| EXERCISE REQUIREMENTS |
Rewrite everything from the start of the listing down to the line containing "positive clicks: (403, 495)", substituting "coarse mask" for "rough mask" and leaving all else unchanged.

──────

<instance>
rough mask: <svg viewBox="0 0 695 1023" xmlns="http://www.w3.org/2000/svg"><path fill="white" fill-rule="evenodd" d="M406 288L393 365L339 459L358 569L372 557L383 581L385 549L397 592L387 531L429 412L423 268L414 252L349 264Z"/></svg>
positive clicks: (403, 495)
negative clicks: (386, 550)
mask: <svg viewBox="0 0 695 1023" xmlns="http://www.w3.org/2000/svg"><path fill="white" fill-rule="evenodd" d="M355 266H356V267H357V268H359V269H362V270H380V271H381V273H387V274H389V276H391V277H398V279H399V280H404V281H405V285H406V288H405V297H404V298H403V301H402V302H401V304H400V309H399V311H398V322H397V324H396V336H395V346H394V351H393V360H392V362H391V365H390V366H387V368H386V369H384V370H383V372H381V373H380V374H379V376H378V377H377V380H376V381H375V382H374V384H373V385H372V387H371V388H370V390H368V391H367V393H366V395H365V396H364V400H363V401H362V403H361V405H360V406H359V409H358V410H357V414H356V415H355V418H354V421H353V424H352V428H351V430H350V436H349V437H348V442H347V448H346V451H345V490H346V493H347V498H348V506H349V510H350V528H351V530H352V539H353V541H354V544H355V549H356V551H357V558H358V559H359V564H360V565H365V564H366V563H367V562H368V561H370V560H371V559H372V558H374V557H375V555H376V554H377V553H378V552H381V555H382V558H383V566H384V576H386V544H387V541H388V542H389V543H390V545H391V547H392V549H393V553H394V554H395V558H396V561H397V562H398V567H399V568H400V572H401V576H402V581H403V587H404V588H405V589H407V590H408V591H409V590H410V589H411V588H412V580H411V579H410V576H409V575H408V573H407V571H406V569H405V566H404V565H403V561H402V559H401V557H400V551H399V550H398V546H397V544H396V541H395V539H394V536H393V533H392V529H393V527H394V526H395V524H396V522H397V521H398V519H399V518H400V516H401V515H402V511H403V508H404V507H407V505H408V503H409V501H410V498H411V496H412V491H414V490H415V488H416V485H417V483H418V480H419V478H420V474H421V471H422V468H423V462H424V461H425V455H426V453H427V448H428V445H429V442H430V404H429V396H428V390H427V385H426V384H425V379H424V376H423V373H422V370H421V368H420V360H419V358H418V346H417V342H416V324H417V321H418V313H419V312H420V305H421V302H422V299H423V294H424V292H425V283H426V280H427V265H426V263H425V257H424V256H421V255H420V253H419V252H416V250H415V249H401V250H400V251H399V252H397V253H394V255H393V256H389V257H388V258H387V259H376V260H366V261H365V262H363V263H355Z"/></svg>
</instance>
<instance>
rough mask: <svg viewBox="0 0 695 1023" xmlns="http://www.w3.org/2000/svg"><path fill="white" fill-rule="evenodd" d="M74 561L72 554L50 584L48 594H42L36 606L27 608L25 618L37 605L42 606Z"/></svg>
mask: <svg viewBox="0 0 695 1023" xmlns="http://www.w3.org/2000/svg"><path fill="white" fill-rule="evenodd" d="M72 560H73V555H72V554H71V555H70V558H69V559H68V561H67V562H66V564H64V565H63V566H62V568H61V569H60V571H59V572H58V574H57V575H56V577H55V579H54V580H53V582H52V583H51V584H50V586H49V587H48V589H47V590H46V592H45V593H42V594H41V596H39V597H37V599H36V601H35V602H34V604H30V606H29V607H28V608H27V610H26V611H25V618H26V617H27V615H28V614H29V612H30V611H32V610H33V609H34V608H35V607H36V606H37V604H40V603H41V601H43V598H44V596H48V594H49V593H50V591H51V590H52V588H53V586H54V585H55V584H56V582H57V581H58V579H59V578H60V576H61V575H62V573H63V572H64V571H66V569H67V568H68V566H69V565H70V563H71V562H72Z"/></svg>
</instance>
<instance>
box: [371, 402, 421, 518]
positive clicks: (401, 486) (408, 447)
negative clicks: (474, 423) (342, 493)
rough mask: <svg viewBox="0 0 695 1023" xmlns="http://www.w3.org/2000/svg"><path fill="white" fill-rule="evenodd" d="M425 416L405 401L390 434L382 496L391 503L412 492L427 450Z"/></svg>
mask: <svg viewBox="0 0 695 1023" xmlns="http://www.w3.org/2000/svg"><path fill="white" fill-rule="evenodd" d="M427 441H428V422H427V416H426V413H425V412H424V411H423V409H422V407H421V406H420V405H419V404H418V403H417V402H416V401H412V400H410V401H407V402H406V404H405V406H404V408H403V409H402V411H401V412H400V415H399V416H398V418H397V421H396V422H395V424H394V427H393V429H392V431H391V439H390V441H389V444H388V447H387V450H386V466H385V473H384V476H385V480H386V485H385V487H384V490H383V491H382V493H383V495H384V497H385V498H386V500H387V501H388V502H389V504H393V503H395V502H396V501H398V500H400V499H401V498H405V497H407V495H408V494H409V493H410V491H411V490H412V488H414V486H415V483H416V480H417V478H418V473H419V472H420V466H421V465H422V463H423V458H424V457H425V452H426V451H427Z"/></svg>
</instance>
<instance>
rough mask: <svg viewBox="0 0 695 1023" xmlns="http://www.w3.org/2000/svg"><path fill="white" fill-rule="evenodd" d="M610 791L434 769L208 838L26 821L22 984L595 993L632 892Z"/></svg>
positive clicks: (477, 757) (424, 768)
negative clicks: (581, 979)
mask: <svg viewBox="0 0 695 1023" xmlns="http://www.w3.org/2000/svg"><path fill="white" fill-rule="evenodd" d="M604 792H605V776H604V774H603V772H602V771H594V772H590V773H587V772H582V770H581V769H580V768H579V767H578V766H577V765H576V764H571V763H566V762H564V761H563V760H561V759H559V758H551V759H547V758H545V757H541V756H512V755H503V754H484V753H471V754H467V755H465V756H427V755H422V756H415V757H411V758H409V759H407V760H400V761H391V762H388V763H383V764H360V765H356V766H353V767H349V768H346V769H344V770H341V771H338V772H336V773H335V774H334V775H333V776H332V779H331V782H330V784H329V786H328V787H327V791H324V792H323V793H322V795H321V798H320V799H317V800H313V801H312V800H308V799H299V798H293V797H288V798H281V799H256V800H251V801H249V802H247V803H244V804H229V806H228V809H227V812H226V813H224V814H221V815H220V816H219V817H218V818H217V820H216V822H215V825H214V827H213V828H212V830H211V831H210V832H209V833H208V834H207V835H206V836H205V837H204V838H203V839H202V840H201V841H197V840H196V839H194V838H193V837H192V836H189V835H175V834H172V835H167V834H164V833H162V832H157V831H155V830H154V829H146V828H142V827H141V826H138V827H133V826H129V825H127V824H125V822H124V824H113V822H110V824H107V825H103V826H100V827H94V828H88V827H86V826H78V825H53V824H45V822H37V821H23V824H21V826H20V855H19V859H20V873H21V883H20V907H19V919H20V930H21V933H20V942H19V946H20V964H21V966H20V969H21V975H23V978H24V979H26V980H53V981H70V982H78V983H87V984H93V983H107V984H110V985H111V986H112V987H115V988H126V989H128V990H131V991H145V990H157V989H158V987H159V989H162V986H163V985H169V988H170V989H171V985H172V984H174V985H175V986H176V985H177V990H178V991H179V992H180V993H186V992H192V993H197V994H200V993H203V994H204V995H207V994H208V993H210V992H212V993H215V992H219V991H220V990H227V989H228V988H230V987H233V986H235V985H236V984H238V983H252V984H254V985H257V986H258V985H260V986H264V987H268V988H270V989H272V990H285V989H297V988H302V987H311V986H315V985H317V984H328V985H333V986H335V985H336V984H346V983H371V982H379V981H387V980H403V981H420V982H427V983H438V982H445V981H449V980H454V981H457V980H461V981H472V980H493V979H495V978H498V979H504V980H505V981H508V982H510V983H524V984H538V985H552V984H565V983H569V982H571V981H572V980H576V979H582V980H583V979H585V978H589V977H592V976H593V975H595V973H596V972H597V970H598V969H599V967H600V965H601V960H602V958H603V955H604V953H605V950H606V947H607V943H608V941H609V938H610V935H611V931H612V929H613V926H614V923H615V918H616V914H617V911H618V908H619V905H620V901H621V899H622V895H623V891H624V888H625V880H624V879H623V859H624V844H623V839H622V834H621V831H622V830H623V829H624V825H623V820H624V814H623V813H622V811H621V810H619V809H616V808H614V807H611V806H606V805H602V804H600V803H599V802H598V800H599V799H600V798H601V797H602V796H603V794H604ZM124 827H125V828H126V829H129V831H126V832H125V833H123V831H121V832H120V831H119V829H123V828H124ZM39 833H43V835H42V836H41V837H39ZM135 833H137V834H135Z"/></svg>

──────

| EXERCISE SOLUTION |
<instance>
coarse mask: <svg viewBox="0 0 695 1023" xmlns="http://www.w3.org/2000/svg"><path fill="white" fill-rule="evenodd" d="M406 288L393 365L339 459L358 569L372 557L383 581L385 549L397 592L387 531L429 412L423 268L414 252L349 264Z"/></svg>
positive clicks: (403, 495)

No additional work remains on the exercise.